Entries from a point annotation set
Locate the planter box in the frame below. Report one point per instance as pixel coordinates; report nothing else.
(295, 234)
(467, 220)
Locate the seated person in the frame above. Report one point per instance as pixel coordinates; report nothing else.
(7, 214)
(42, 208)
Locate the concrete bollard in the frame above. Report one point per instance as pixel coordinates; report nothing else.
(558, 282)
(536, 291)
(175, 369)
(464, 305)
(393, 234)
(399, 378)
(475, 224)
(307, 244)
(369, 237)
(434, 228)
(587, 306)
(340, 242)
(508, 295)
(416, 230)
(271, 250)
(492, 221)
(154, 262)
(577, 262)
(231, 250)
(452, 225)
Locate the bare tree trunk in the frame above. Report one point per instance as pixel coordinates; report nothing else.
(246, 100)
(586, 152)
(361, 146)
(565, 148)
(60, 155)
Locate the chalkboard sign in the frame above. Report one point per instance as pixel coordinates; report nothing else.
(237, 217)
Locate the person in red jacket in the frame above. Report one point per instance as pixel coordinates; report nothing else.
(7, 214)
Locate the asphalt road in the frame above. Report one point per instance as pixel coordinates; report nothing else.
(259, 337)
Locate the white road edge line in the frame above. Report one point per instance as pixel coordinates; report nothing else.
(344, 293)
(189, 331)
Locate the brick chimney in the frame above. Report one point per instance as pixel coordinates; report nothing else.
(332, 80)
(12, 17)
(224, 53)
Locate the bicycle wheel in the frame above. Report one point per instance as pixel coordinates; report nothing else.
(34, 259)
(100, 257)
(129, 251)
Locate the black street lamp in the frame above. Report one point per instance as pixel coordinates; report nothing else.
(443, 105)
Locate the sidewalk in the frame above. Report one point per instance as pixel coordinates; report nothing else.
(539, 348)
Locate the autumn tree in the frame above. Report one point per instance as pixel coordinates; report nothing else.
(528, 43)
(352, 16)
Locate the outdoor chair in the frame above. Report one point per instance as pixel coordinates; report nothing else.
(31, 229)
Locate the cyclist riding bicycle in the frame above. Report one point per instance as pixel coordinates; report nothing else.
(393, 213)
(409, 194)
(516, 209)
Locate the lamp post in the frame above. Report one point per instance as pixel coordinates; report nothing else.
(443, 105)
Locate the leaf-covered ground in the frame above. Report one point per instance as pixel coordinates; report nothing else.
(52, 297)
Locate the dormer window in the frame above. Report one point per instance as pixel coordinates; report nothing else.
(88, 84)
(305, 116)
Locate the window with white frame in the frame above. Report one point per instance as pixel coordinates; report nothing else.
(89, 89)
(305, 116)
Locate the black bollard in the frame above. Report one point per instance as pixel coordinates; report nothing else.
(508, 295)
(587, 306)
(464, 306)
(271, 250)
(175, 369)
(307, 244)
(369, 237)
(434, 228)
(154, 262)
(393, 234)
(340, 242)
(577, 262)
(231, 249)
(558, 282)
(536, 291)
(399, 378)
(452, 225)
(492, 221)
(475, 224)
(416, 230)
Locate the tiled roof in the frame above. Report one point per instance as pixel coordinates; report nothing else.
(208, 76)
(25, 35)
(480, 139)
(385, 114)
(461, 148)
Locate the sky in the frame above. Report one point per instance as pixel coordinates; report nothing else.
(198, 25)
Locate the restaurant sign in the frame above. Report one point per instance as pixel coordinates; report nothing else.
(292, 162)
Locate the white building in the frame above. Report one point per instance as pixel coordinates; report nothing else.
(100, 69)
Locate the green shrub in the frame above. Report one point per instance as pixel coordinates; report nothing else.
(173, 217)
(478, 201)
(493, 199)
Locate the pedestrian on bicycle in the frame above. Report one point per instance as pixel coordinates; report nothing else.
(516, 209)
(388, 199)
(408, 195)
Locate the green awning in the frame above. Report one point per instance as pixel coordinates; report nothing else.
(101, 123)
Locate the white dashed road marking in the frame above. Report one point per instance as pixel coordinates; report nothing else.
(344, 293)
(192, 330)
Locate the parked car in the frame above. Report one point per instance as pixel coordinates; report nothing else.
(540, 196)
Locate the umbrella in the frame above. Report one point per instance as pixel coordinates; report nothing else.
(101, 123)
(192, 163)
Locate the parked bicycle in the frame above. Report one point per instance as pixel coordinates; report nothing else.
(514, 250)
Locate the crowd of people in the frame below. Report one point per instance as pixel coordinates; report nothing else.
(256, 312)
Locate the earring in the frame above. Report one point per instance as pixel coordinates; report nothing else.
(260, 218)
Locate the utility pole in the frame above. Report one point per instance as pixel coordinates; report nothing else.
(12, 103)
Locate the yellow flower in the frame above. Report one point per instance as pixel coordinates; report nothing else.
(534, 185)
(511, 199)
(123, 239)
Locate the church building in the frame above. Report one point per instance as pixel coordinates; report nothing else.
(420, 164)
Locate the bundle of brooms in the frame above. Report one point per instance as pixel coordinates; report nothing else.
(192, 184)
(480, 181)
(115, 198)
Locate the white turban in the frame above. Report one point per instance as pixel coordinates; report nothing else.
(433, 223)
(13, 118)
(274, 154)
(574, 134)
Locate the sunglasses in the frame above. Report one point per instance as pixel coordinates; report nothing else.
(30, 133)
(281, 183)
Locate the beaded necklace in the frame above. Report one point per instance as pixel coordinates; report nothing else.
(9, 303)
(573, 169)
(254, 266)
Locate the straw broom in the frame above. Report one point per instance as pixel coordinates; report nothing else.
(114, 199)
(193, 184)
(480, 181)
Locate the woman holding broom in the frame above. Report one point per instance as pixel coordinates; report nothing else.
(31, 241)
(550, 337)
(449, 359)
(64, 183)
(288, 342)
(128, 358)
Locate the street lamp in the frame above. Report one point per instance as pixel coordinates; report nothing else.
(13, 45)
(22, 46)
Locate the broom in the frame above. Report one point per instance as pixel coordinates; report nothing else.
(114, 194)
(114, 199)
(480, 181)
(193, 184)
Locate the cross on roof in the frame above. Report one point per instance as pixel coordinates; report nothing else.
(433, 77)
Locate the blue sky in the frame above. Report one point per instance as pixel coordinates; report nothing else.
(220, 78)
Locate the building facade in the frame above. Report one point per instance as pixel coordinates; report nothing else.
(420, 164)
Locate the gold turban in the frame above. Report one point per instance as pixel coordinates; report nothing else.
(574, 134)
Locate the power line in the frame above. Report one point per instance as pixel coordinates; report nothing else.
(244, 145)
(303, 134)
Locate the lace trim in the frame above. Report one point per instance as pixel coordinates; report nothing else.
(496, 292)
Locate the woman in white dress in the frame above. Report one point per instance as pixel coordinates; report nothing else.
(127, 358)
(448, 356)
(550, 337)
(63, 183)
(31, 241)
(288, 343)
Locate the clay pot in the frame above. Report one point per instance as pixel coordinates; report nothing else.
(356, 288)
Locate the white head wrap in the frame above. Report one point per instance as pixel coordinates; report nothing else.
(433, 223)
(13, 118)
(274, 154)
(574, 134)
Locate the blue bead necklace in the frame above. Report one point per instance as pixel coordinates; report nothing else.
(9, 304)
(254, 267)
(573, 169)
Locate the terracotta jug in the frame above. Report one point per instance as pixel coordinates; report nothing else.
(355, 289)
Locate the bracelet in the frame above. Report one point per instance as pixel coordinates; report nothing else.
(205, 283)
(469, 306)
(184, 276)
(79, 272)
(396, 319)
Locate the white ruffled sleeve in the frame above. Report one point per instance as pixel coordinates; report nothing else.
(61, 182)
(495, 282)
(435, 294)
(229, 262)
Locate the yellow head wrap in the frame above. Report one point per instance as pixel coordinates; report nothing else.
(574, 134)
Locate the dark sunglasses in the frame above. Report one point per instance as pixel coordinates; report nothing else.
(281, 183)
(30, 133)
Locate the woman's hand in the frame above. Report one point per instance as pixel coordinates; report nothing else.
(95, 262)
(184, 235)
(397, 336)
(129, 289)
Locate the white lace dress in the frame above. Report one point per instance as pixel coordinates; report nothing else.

__Exercise__: Output an exact copy of the lines beginning at the one that holds "Locate the terracotta" and running through the final line of the records.

__Solution for this problem__:
Locate the terracotta jug in the frame above. Report one point per instance as pixel coordinates; report nothing else.
(355, 289)
Locate the bracelet in the frame above. Report one point per instance as pixel coordinates; report nothing else.
(205, 283)
(469, 306)
(184, 276)
(79, 272)
(396, 319)
Locate the white ruffled sleeve in the frame above. Report one point per instance as pixel coordinates; report nothing else.
(61, 182)
(495, 282)
(435, 294)
(229, 262)
Locate the yellow head wrap in the frame above. Report one point per instance as pixel coordinates; report nothing else.
(574, 134)
Locate the dark sunglasses in the frame above. Report one point per instance as pixel coordinates; report nothing else.
(281, 183)
(30, 133)
Locate the woman's hand in the frame above. Report one point per instance as pixel coordinates; report nothing else.
(95, 262)
(184, 235)
(397, 336)
(129, 289)
Locate the white lace dress in the frame above. Report one point per instance as pixel coordinates; report nothing else.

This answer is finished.